**REQUIREMENTS**
Write out all of the items again, switching "pin one point" to "place one point" wherever it appears and leaving everything else as it is. Omit the pictures.

**Stored items from a collection**

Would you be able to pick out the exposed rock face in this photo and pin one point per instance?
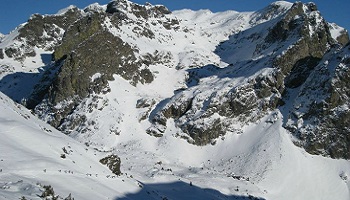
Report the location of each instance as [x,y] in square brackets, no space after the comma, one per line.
[113,163]
[295,43]
[43,32]
[281,55]
[89,56]
[320,115]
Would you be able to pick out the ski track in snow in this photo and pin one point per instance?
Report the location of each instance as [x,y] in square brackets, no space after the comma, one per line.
[261,161]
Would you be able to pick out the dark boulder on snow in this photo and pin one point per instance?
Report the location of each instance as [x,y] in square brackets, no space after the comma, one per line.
[113,163]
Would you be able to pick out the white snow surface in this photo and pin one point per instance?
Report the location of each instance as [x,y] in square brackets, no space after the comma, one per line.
[269,165]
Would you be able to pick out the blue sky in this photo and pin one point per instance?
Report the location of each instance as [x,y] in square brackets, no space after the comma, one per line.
[15,12]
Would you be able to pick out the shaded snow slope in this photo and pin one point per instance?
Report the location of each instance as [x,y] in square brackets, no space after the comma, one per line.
[202,56]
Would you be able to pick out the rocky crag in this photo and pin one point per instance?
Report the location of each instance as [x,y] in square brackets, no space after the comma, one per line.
[238,68]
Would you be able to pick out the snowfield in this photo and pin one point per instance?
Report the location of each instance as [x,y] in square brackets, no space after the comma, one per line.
[253,161]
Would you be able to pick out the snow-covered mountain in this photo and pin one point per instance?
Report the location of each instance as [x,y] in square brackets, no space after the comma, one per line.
[196,104]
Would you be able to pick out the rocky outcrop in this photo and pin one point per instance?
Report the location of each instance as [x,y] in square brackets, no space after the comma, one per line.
[41,31]
[320,115]
[295,43]
[113,163]
[89,56]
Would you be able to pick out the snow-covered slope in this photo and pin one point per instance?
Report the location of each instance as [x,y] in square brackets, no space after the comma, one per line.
[32,157]
[261,161]
[146,84]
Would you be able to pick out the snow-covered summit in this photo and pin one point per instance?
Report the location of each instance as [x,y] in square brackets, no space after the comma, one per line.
[186,99]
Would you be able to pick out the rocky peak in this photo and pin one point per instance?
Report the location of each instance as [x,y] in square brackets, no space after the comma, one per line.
[144,11]
[279,58]
[41,31]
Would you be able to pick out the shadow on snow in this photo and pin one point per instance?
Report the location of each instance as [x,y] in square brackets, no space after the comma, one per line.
[180,190]
[20,85]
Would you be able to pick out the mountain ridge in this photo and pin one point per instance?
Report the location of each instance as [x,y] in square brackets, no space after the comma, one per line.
[228,98]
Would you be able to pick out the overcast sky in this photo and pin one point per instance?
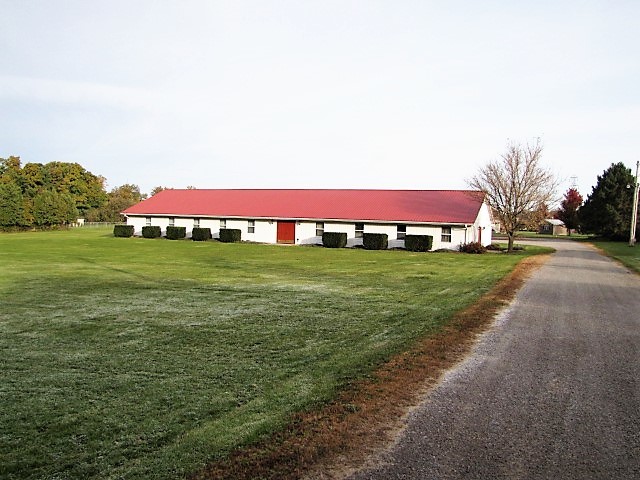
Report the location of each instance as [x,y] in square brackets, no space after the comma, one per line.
[318,94]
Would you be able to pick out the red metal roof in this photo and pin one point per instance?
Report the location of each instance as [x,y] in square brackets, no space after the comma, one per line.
[428,206]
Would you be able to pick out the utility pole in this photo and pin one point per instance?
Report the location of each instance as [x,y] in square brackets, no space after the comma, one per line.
[634,212]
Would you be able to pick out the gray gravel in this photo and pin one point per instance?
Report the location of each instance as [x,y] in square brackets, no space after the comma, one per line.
[551,391]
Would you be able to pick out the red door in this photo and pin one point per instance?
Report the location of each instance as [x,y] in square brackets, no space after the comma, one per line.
[286,232]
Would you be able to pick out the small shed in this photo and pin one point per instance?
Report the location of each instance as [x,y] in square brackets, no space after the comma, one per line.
[552,226]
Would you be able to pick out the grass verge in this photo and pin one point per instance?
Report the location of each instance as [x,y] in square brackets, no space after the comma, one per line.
[621,251]
[136,358]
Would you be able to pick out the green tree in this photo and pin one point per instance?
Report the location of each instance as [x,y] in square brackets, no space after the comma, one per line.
[119,199]
[10,170]
[53,208]
[86,188]
[568,212]
[11,205]
[607,210]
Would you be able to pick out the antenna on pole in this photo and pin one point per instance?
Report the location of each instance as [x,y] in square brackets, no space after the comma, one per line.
[574,182]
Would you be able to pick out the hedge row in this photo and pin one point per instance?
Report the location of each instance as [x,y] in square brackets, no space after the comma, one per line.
[151,232]
[230,235]
[199,234]
[123,231]
[176,233]
[375,241]
[418,243]
[334,239]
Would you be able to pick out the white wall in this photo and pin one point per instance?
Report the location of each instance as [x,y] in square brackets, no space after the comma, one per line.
[266,230]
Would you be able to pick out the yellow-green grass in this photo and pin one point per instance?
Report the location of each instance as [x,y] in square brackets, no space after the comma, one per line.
[621,251]
[135,358]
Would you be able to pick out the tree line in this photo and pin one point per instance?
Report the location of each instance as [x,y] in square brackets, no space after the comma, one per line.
[519,189]
[58,193]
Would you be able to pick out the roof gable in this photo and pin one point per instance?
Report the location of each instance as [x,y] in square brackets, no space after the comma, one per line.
[433,206]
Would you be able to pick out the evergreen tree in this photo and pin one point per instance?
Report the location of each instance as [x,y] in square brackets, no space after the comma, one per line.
[568,212]
[607,210]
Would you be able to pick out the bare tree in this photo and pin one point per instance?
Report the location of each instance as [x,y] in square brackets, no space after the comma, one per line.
[515,184]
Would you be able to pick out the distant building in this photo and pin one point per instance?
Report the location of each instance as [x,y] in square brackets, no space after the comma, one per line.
[451,217]
[553,226]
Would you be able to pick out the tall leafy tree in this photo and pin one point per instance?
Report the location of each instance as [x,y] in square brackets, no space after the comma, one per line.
[119,199]
[86,188]
[11,205]
[515,184]
[607,210]
[568,211]
[52,208]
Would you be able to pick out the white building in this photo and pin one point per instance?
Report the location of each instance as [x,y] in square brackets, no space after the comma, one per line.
[451,217]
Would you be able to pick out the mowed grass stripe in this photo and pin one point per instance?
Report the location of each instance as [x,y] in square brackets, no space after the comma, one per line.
[141,358]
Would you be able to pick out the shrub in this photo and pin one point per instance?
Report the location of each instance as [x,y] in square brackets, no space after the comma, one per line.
[334,239]
[176,233]
[418,243]
[199,234]
[375,241]
[151,231]
[473,247]
[230,235]
[123,231]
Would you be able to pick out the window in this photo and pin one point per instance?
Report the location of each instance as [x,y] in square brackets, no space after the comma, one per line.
[446,235]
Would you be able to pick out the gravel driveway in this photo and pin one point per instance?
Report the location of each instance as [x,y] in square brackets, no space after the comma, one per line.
[552,391]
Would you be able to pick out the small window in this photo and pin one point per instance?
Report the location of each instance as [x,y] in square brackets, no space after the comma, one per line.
[445,237]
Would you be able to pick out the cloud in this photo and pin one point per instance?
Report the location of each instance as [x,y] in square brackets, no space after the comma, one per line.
[74,93]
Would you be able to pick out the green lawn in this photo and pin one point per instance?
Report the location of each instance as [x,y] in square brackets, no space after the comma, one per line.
[629,256]
[138,359]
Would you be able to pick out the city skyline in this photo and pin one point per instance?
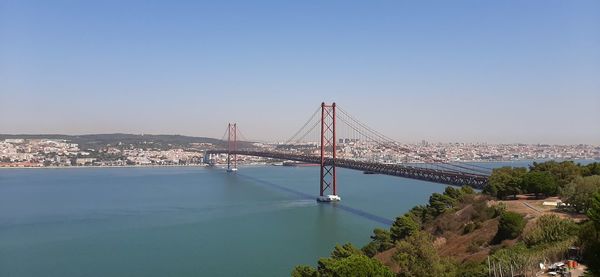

**WRITTEN RESPONSE**
Would you be able to pick out the exposed rock face in this photo and place one point per instance?
Report the location of each instance as [x,y] in square brackets, no space after the comma, one per line.
[113,163]
[295,43]
[43,32]
[281,55]
[89,56]
[320,115]
Would you be able to pick out the ski track in snow in this photo and place one point per instance?
Report the location of each instance as [x,y] in square brackets, no space after the comma, one per line.
[261,161]
Would you be able to pick out the dark boulder on snow in this photo and place one point per instance?
Report the location of each instance as [x,y] in square brackets, no space after the comma, one per line.
[113,163]
Would you be able to pick out the white snow surface in this photo and place one point per instance?
Report the location of each instance as [x,y] in square brackets, no space after the comma, one per line.
[269,165]
Would you be able to pick out the blue sky in this photo and place one point per instance?
Report the location of each instance as [x,y] in square brackets, no space after the comma, one per line.
[15,12]
Would you be able to pick out the shaded snow slope in this photo and place one point per instance?
Report the location of each instance as [x,y] in square brackets, no space after the comma, one per line.
[202,56]
Would you be able to pick out the rocky crag in this photo and place one point per instance?
Report the location of each instance as [x,y] in square brackets, no space after the comma, one per line.
[238,68]
Would you be able to pick out the snowfield in this photo and place one point per instance?
Report the location of each instance as [x,y] in square brackets, no space after the comma, one per line.
[253,161]
Would you be able to pick out the snow-covered mountain in this photo and place one point per instance?
Report the location of each instance as [x,y] in square brackets, no space after the comma, one per line.
[196,104]
Would you be able to pick out the rocky outcrop in this photo and place one point per instance?
Report the location of each instance as [x,y] in square brackets, no space after the comma, one per line.
[41,31]
[320,115]
[295,43]
[113,163]
[89,56]
Would you be able to pick out the snow-covered slope in this photo and place one point per instance?
Report the location of each instance as [x,y] in square brackets, no space after the comma, one per line.
[32,157]
[261,161]
[146,84]
Would you be able to pick out the snow-covered summit in this photo and place one point per instance?
Report the location of each instance as [x,y] in square brackets, no space after the comma, one per line.
[186,99]
Would you be able to pick out the rocky peak in this photo and place one point per instance?
Report the location of each instance as [x,y] in square brackets, no space after the comma, one per line.
[144,11]
[279,58]
[41,31]
Would you be able to pick out the shadow on snow in this photo and place one point per instance?
Report the location of each instance as [x,y] in square brackets, no space after the comma, one per line.
[180,190]
[20,85]
Would you be able to pick out the mountain ridge in this photo and place one point per instance?
Report the location of each instance as [x,y] in square brackets, no space after the comma, one per line.
[228,98]
Would you be able to pick out the overcast sky in this photo and place one point per instance?
Report the location of each instance as [x,y] in square brackets, no space after the comma, one per line.
[318,94]
Would you be able to pick out the red metal roof in this photo and place one point per instance?
Report the location of each instance as [x,y] in square brackets, no space after the comma, one per line.
[428,206]
Would you be able to pick out the utility pole in this photo and place one point per instance?
Report the location of each instance as [x,y] in square brackets, no space after the comma, one per line.
[634,212]
Would you be able to pick out the gray gravel in this photo and place one point per instance?
Report the location of each instance as [x,y] in square brackets, no space after the comma, one per line.
[551,391]
Would you be able to pick out the red door in this photo and place one point per instance?
Report the location of each instance as [x,y] in square brackets, no space after the comma, one per line.
[286,232]
Would you be able to pick out the small shed in this photo and place one point per instance?
Report the location of each instance as [x,y] in square brackets, no space after the comma, one per line.
[552,226]
Would you be able to pick out the grass verge in this photo and place one point per instance?
Report the location of each instance as [x,y] in square brackets, no space after the comma, one per line.
[621,251]
[136,358]
Would you be able to pick out the green tree in this photo and place one point per instance?
Report the location of each instance as [x,y] in square brackets, no space after the comma, one per line.
[119,199]
[10,170]
[53,208]
[86,188]
[568,212]
[11,205]
[607,210]
Would you be able to pick out the antenna on pole in this photo and place one point per instance?
Report the location of each instance as [x,y] in square brackets, no space after the comma, one per line.
[574,182]
Would you be able to pick out the hedge row in this photo and place one point per instance?
Report the location of each instance as [x,y] in square brackets, no space after the comma, one per line.
[151,232]
[230,235]
[199,234]
[123,231]
[176,233]
[375,241]
[418,243]
[334,239]
Would you be able to pick out the white wall in this photo and place one point per instance?
Report the location of each instance as [x,y] in square brackets, no space after the comma, one per line.
[266,230]
Would you be able to pick out the yellow-green grass in this photo and place one point per instance?
Report the location of each instance as [x,y] in square brackets, no space after the comma, one per line.
[621,251]
[135,358]
Would you be able to pick out the tree line in this photo and place one point per instance?
Report the location of each instance as [x,y] in square brackets, no space after the comma, one per line.
[519,189]
[58,193]
Would you be able to pick out the roof gable in this photo and place one point per instance?
Report the location of each instance as [x,y] in square brackets, no space after the comma, one per line.
[433,206]
Would you be able to pick out the evergreen tree in this photo and place one point per instance?
Report the location of each instance as [x,y] in square brackets, no space after the comma, one per line.
[568,212]
[607,210]
Would you be able to pick out the bare tree in this photo and place one point per instance?
Report the location of each instance as [x,y] in square brackets, no space after the comma, one per line.
[515,184]
Would you be able to pick out the distant building in this photo and place one point per instance?
Report the location of each instance as [x,y] in square brackets, no space after the comma, one per line.
[451,217]
[553,226]
Would you be able to pick out the tall leafy tree in this photo and place one point per instance?
Report the location of each instance as [x,y] in square brackets, no space after the comma, one per line.
[119,199]
[86,188]
[11,205]
[515,184]
[607,210]
[568,211]
[52,208]
Would you be able to pick out the white building in this photo and place one point per instance?
Report the location of each instance as [x,y] in square brackets, no space after the comma, one per line.
[451,217]
Would you be able to pick out the mowed grass stripe in this photo and place one point per instance?
Report the location of each instance as [x,y] in square brackets, no space after the comma, one per line.
[141,358]
Would you be able to pick out the shrub in this photo and place one point per instance?
Report the location of each instance as [x,y] in square brackets, no space after the comma, one per line.
[334,239]
[176,233]
[418,243]
[199,234]
[375,241]
[151,231]
[473,247]
[230,235]
[123,231]
Would you be able to pick out the window in this photo and place one point per instance?
Report the location of each instance as [x,y] in square brackets, no space after the comma, one per line.
[446,235]
Would you be able to pick out the gravel driveway in this photo and place one point per instance?
Report the location of each instance as [x,y] in square brackets, no space after the comma, one per line.
[552,391]
Would you be able to pick out the small window in this photo and place one point per instance?
Report the location of each instance as [x,y] in square brackets, no space after the comma, one per line.
[445,237]
Would you be able to pick out the cloud in this photo and place one point per instance?
Report the location of each instance as [x,y] in square brackets, no space after the comma, one per line.
[74,93]
Would you be able to pick out the green lawn in this photo and place one point per instance?
Report the location of each instance as [x,y] in square brackets, no space after the comma, one per line.
[629,256]
[138,359]
Would you be able to pick out the city skyline in this photo and place one point per instance?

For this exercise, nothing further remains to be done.